Selected passage
* BEGIN *

Feb 9, 2013

The nature of the beast - Non-fiction - all audiences

Okay, so I don't have enough time to get this in on Friday, but that's only a detail, isn't it?


This weeks non-fiction prompt was: Family Traits.

Welcome to my life!




The nature of the beast.


You don’t really pay any attention to it when you’re a kid.
It doesn’t matter.
Really not.
Everyone is different.
One kid is tall, another one short. One has dark hair, another is blond. One likes cats, the other loves dogs.
It’s normal we’re all different.
Or is it?
What if that first kid, isn’t the only one with those traits?
What if there are two?
Two of them tall with dark hair and they both like cats?
And the third?
Well, the third is short, blond and she loves dogs.
So?
It doesn’t matter.
Does it?

It never had.
Not until that day.
Not until the day this third kid found out where all those differences – she had never noticed – came from.
The day she had a good chat with her mom.
She was on vacation, home from her work abroad, and decided to spend the day helping mom at work.
A sunny day, warm and happy.
A good day for a heart-to-heart.

She had been away for work for a while now and had overcome certain things. Things she could finally talk about. Freely and without raising her voice … too much.
She never would’ve expected to find her mom comfortable to talk about certain things as well.
Things that concerned her.

* END *

Stated exercise
Quote the blog post about family traits in full, word for word. These entries have no connection to the blog post.

[Pointing and labeling entries]
* BEGIN *

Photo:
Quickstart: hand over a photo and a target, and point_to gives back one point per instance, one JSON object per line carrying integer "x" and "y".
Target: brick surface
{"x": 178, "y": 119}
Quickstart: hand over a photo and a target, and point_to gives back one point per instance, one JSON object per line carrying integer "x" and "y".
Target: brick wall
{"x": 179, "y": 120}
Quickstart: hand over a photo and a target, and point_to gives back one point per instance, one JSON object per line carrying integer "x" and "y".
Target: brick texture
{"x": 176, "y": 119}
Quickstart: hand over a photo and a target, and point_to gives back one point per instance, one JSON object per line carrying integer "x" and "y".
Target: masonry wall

* END *
* BEGIN *

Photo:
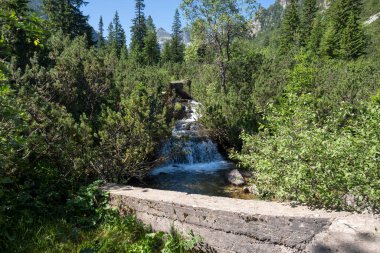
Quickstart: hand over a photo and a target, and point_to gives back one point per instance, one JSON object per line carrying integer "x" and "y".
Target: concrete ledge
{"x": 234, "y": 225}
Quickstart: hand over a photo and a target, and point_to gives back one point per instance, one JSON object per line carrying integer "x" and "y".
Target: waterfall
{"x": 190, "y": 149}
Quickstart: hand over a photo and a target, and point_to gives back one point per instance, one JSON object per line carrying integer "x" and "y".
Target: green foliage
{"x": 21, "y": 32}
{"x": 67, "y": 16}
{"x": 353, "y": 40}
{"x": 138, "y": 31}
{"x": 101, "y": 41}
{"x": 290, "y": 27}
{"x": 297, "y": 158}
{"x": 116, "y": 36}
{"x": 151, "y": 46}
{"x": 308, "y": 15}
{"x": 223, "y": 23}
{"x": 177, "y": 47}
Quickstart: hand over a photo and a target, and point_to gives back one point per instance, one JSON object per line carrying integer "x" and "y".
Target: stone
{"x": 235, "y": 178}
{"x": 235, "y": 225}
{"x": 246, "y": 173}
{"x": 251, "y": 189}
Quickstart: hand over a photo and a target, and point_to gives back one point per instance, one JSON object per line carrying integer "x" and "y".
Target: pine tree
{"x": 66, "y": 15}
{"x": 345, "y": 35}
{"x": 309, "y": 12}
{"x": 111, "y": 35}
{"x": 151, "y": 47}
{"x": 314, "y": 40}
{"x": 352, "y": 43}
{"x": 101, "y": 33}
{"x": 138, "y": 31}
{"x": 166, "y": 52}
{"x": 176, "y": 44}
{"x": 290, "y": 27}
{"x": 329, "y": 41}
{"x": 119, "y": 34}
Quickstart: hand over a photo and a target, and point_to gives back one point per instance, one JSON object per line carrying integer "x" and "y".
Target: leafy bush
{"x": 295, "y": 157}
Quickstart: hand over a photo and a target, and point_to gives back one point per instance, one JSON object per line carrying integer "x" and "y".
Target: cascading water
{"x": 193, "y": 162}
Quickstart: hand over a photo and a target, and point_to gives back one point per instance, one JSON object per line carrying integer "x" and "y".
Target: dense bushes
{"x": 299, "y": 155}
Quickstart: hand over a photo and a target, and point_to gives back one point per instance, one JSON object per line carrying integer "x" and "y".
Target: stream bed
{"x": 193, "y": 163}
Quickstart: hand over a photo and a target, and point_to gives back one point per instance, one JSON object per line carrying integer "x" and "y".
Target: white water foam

* END *
* BEGIN *

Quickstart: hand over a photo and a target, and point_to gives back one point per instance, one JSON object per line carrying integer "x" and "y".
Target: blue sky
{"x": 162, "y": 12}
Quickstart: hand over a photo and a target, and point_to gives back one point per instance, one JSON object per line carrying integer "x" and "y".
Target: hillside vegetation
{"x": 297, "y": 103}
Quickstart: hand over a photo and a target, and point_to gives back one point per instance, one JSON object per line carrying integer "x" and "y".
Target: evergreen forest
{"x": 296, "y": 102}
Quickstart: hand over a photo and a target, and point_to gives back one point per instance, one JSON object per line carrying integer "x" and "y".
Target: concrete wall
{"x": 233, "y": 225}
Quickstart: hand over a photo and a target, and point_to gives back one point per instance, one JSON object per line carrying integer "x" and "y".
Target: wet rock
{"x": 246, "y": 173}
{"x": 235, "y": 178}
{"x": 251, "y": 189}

* END *

Task response
Feb 9, 2013

The nature of the beast - Non-fiction - all audiences

Okay, so I don't have enough time to get this in on Friday, but that's only a detail, isn't it?


This weeks non-fiction prompt was: Family Traits.

Welcome to my life!




The nature of the beast.


You don’t really pay any attention to it when you’re a kid.
It doesn’t matter.
Really not.
Everyone is different.
One kid is tall, another one short. One has dark hair, another is blond. One likes cats, the other loves dogs.
It’s normal we’re all different.
Or is it?
What if that first kid, isn’t the only one with those traits?
What if there are two?
Two of them tall with dark hair and they both like cats?
And the third?
Well, the third is short, blond and she loves dogs.
So?
It doesn’t matter.
Does it?

It never had.
Not until that day.
Not until the day this third kid found out where all those differences – she had never noticed – came from.
The day she had a good chat with her mom.
She was on vacation, home from her work abroad, and decided to spend the day helping mom at work.
A sunny day, warm and happy.
A good day for a heart-to-heart.

She had been away for work for a while now and had overcome certain things. Things she could finally talk about. Freely and without raising her voice … too much.
She never would’ve expected to find her mom comfortable to talk about certain things as well.
Things that concerned her.